**WHAT IS ASKED**
Render every entry verbatim.

---------- EXTRACTED MATERIAL ----------

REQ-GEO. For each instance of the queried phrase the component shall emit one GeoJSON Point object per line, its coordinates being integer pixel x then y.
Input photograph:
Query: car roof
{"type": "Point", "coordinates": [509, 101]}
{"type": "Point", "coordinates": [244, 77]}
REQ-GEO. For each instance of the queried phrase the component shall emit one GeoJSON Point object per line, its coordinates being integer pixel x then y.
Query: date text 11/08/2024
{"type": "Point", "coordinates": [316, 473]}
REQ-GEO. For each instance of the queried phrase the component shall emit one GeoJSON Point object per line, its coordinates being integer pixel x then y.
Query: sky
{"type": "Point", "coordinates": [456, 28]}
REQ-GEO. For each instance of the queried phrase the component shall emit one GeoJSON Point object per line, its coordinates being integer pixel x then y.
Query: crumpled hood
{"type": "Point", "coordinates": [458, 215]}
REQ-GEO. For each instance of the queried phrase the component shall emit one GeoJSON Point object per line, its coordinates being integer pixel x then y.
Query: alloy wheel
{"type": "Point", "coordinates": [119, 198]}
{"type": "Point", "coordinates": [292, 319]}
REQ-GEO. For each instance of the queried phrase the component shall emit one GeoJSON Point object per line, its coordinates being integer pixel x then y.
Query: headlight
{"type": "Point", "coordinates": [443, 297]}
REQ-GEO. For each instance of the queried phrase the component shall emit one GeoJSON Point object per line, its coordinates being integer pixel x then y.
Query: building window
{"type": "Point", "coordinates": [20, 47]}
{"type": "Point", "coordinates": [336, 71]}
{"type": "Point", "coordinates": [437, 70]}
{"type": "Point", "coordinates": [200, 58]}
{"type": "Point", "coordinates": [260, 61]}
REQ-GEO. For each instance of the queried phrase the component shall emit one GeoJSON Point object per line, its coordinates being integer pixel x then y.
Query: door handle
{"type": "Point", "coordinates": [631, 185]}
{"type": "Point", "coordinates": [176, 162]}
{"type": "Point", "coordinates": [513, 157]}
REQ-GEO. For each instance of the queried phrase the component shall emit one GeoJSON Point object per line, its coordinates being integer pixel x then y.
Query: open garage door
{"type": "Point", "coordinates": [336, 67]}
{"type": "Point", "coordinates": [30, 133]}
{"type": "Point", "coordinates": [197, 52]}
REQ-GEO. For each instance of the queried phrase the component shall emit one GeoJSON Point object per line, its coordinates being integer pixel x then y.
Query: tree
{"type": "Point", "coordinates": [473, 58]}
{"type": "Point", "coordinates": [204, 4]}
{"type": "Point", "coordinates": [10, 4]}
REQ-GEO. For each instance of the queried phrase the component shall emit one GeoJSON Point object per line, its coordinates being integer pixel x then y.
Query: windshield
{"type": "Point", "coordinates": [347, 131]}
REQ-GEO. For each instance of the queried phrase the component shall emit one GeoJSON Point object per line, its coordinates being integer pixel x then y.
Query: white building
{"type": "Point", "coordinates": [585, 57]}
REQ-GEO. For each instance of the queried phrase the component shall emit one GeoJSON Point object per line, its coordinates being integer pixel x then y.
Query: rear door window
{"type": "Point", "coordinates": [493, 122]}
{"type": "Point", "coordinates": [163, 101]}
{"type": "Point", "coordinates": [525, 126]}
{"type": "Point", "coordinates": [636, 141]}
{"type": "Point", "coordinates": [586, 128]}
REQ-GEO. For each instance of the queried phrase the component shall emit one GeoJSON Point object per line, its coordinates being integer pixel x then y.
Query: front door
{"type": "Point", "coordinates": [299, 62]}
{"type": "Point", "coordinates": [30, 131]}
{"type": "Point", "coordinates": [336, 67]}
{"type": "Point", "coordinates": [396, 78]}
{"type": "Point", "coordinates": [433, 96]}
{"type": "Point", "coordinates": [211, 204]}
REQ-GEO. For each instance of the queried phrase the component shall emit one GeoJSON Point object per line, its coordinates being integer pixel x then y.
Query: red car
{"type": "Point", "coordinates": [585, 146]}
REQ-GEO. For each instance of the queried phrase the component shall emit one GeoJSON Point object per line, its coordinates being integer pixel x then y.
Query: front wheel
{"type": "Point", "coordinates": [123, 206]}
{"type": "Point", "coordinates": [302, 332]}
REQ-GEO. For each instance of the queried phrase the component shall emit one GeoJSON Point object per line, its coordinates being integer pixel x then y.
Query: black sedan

----------

**EXERCISE RESULT**
REQ-GEO. For each instance of the queried phrase the component shall emit one GeoJSON Point object per line, its coordinates being integer pixel x then y.
Input photograph:
Query: car roof
{"type": "Point", "coordinates": [509, 101]}
{"type": "Point", "coordinates": [244, 77]}
REQ-GEO. For each instance of the queried phrase the component shall emit one GeoJSON Point object per line, its coordinates being integer pixel x then y.
Query: date text 11/08/2024
{"type": "Point", "coordinates": [316, 473]}
REQ-GEO. For each instance of the queried phrase the component shall emit one GeoJSON Point object per line, its coordinates being integer pixel x then y.
Query: sky
{"type": "Point", "coordinates": [456, 28]}
REQ-GEO. For each instance of the queried phrase the component shall emit one GeoJSON Point object per line, its coordinates being integer pixel x then y.
Query: crumpled hood
{"type": "Point", "coordinates": [458, 215]}
REQ-GEO. For each instance of the queried phrase the component shall emit one GeoJSON Point object per line, its coordinates being integer pixel x then y.
Query: alloy wheel
{"type": "Point", "coordinates": [119, 198]}
{"type": "Point", "coordinates": [292, 319]}
REQ-GEO. For each instance of the queried phrase the component shall emit one GeoJSON Point object per line, its coordinates being integer pixel x then y.
Query: headlight
{"type": "Point", "coordinates": [443, 297]}
REQ-GEO. For each instance of the queried phrase the component shall emit one GeoJSON Point object per line, its coordinates being integer pixel x then y.
Query: building window
{"type": "Point", "coordinates": [20, 47]}
{"type": "Point", "coordinates": [336, 71]}
{"type": "Point", "coordinates": [437, 70]}
{"type": "Point", "coordinates": [200, 58]}
{"type": "Point", "coordinates": [260, 61]}
REQ-GEO. For each instance of the queried phrase the component shall emit one GeoJSON Point object per line, its coordinates being integer pixel x then y.
Query: door handle
{"type": "Point", "coordinates": [631, 185]}
{"type": "Point", "coordinates": [176, 162]}
{"type": "Point", "coordinates": [513, 157]}
REQ-GEO. For each instance of the queried phrase the component shall emit one GeoJSON Point object per line, its coordinates being integer pixel x then y.
Query: open garage door
{"type": "Point", "coordinates": [336, 67]}
{"type": "Point", "coordinates": [30, 133]}
{"type": "Point", "coordinates": [197, 52]}
REQ-GEO. For each instance of the queried phrase the component shall emit one GeoJSON Point object per line, its coordinates being integer pixel x then y.
Query: tree
{"type": "Point", "coordinates": [473, 58]}
{"type": "Point", "coordinates": [204, 4]}
{"type": "Point", "coordinates": [10, 4]}
REQ-GEO. For each instance of the queried phrase the component shall emit one GeoJSON Point object per line, its coordinates being integer pixel x then y.
Query: windshield
{"type": "Point", "coordinates": [347, 131]}
REQ-GEO. For each instance of the queried phrase the component shall emit one GeoJSON Point object per line, its coordinates being integer pixel x then y.
Query: white building
{"type": "Point", "coordinates": [585, 57]}
REQ-GEO. For each instance of the queried phrase the component shall emit one GeoJSON Point object per line, its coordinates being integer pixel x then y.
Query: rear door window
{"type": "Point", "coordinates": [493, 122]}
{"type": "Point", "coordinates": [163, 101]}
{"type": "Point", "coordinates": [525, 126]}
{"type": "Point", "coordinates": [636, 141]}
{"type": "Point", "coordinates": [586, 128]}
REQ-GEO. For each instance of the queried phrase the component shall emit one GeoJSON Point object per line, its coordinates being integer pixel x then y.
Query: front door
{"type": "Point", "coordinates": [299, 62]}
{"type": "Point", "coordinates": [30, 131]}
{"type": "Point", "coordinates": [336, 67]}
{"type": "Point", "coordinates": [396, 78]}
{"type": "Point", "coordinates": [433, 96]}
{"type": "Point", "coordinates": [211, 204]}
REQ-GEO. For each instance of the queried phrase the component shall emit one GeoJSON Point object per line, its coordinates being integer pixel x then y.
Query: red car
{"type": "Point", "coordinates": [585, 146]}
REQ-GEO. For each instance of the queried phrase the component shall emit one GeoJSON Point object per line, its coordinates being integer pixel x then y.
Query: front wheel
{"type": "Point", "coordinates": [123, 206]}
{"type": "Point", "coordinates": [302, 332]}
REQ-GEO. For each instance of the queried phrase the component shall emit one GeoJSON Point object per line, its coordinates being integer pixel x then y.
Query: black sedan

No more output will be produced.